● Direction:
Switch every "woman's arm" to "man's arm" in the rows below and reproduce the lines with nothing else changed. Omit the pictures from the output.

● Material provided:
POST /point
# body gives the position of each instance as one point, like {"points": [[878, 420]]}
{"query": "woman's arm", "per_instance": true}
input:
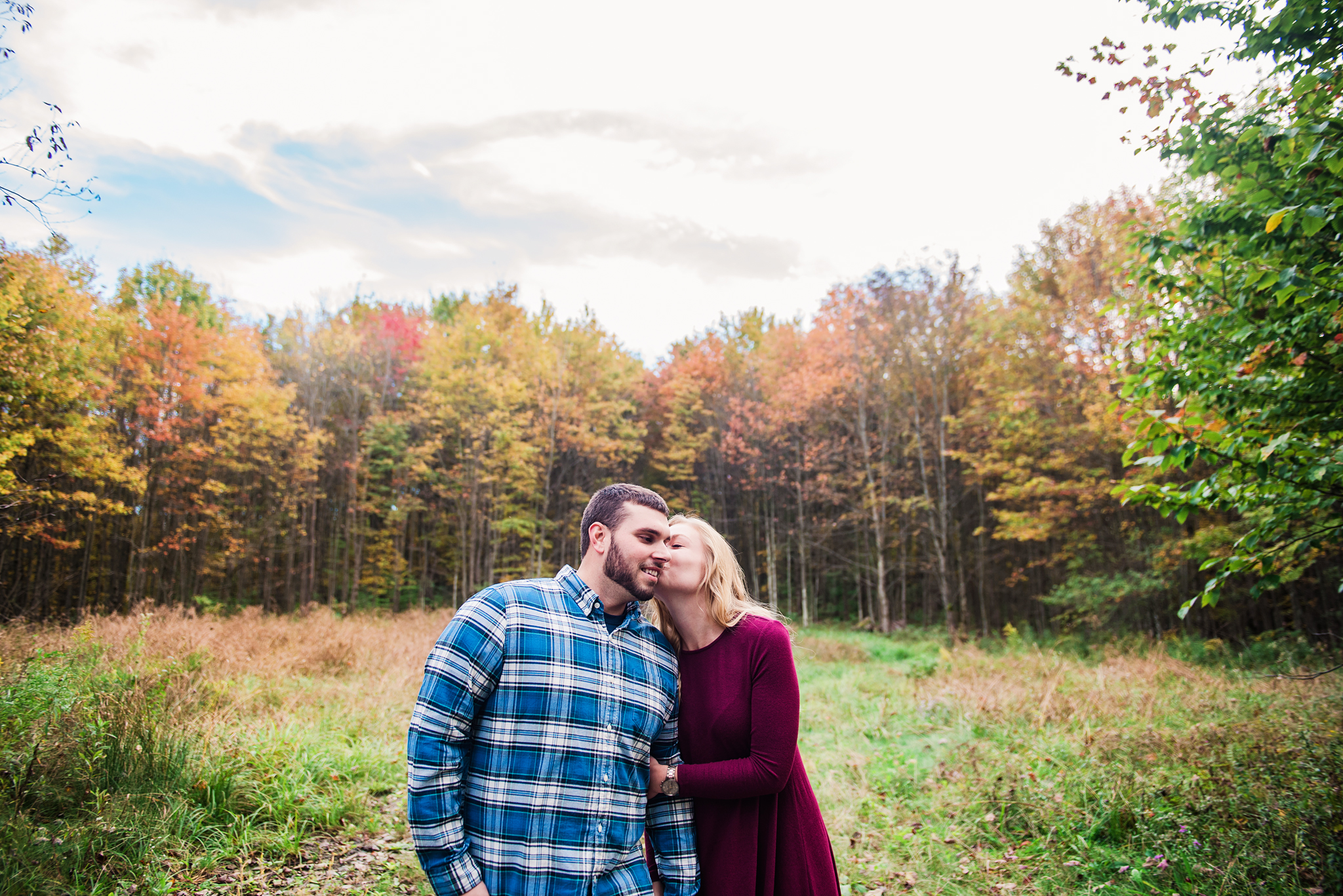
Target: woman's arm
{"points": [[774, 730]]}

● Finished task:
POST /point
# body gives the position of each instance as one point, like {"points": [[878, 420]]}
{"query": "man's arm", "per_instance": true}
input:
Target: man's arm
{"points": [[774, 730]]}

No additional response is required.